* BEGIN Material for this task *

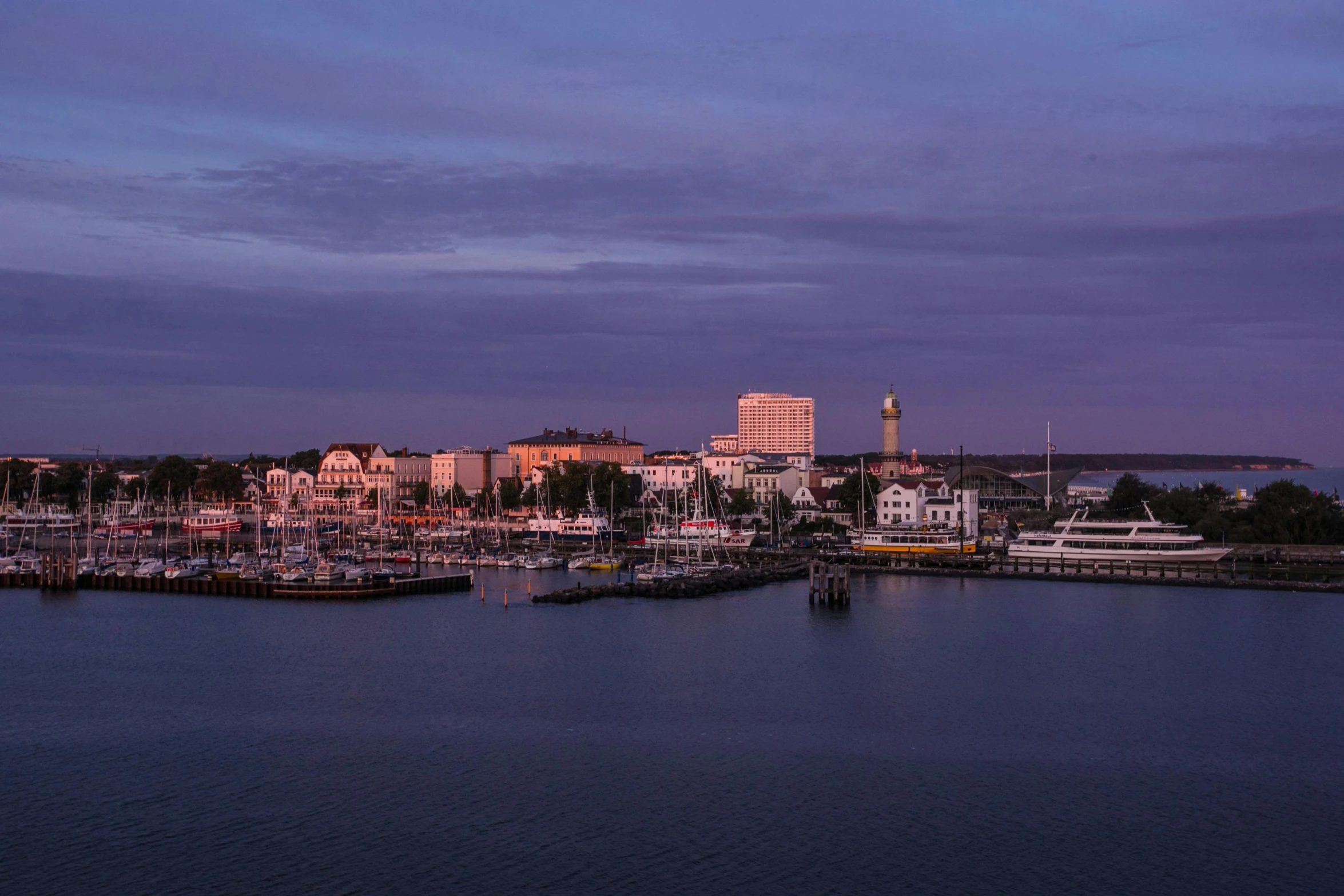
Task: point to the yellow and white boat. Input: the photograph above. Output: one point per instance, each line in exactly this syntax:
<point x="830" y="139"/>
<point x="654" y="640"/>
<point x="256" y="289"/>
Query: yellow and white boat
<point x="909" y="539"/>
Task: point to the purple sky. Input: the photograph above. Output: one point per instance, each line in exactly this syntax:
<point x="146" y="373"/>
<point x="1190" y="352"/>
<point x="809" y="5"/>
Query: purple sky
<point x="268" y="226"/>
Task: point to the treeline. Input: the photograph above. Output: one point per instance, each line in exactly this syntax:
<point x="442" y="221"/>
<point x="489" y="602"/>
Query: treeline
<point x="1281" y="513"/>
<point x="1037" y="463"/>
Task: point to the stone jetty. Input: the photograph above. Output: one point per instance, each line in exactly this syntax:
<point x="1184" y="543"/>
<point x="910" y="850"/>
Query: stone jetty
<point x="681" y="589"/>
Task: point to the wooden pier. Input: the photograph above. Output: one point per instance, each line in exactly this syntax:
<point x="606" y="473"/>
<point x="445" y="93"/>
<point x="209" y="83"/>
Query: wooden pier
<point x="242" y="587"/>
<point x="828" y="583"/>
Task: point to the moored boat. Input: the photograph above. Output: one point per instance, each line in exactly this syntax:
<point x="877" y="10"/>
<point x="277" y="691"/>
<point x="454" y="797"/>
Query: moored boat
<point x="1082" y="539"/>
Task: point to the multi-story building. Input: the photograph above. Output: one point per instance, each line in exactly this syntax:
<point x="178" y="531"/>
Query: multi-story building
<point x="471" y="468"/>
<point x="574" y="445"/>
<point x="725" y="444"/>
<point x="661" y="475"/>
<point x="343" y="467"/>
<point x="776" y="422"/>
<point x="397" y="476"/>
<point x="281" y="484"/>
<point x="729" y="468"/>
<point x="766" y="480"/>
<point x="928" y="503"/>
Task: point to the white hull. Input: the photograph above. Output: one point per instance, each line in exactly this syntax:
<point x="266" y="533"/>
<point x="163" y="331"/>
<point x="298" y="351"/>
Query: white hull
<point x="1198" y="555"/>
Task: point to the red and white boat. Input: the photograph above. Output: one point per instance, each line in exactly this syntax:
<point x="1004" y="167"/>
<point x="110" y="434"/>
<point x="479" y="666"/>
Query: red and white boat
<point x="124" y="529"/>
<point x="212" y="523"/>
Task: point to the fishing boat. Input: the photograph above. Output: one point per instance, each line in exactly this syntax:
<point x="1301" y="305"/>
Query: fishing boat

* END Material for this task *

- Required task: Update every row above by changing "photograph" to "image" and keeping everything else the same. Write the rows out again without the pictures.

- Problem solution:
Task: point to the yellow and white boat. Input: the image above. Output: one point per instance, each line in exactly this syntax:
<point x="830" y="139"/>
<point x="654" y="640"/>
<point x="256" y="289"/>
Query: yellow and white boat
<point x="909" y="539"/>
Task: point to the purple sky. Input: the image above. Output: one point per instance, each line in exactly this syntax:
<point x="146" y="373"/>
<point x="1190" y="352"/>
<point x="809" y="5"/>
Query: purple sky
<point x="268" y="226"/>
Task: point to the treeline. Input: the image above. Output: one point per instance, each line in exactly this syntax:
<point x="442" y="221"/>
<point x="489" y="602"/>
Query: treeline
<point x="1281" y="513"/>
<point x="1037" y="463"/>
Task: point to the stone jetty. Input: the image above. Output: one point per instance, each line in exactly this syntax:
<point x="1184" y="543"/>
<point x="910" y="850"/>
Query: stone jetty
<point x="681" y="589"/>
Task: point to the wooden pier. Input: the image above. Output: one point per instance, each line in exactly this syntax:
<point x="606" y="473"/>
<point x="445" y="93"/>
<point x="209" y="83"/>
Query: wooden pier
<point x="242" y="587"/>
<point x="828" y="583"/>
Task: point to the moored boat. Input: the image above. Output: one point per instance, each line in exactly this syntax:
<point x="877" y="10"/>
<point x="277" y="691"/>
<point x="454" y="797"/>
Query: moored boat
<point x="1082" y="539"/>
Task: point to the multi-story building. Input: the image above. Output: one point per instance, each line in exactly this syntax:
<point x="178" y="531"/>
Query: multi-story building
<point x="471" y="468"/>
<point x="574" y="445"/>
<point x="725" y="444"/>
<point x="661" y="475"/>
<point x="343" y="467"/>
<point x="776" y="422"/>
<point x="397" y="476"/>
<point x="281" y="484"/>
<point x="729" y="468"/>
<point x="766" y="480"/>
<point x="928" y="503"/>
Task: point to the white hull. Input: the image above. Output: one point per instance, each line in exactly this syntax:
<point x="266" y="533"/>
<point x="163" y="331"/>
<point x="298" y="351"/>
Query: white hull
<point x="1198" y="555"/>
Task: point to the red and white boat. Input: the image above. Output: one point per instance, each line in exactly this syntax:
<point x="1004" y="167"/>
<point x="110" y="434"/>
<point x="479" y="666"/>
Query: red and white boat
<point x="124" y="529"/>
<point x="212" y="523"/>
Task: point to the fishing boat. Input: the image above. Output: one point per instance, each line in exactly this syntax:
<point x="1301" y="305"/>
Query: fishing boat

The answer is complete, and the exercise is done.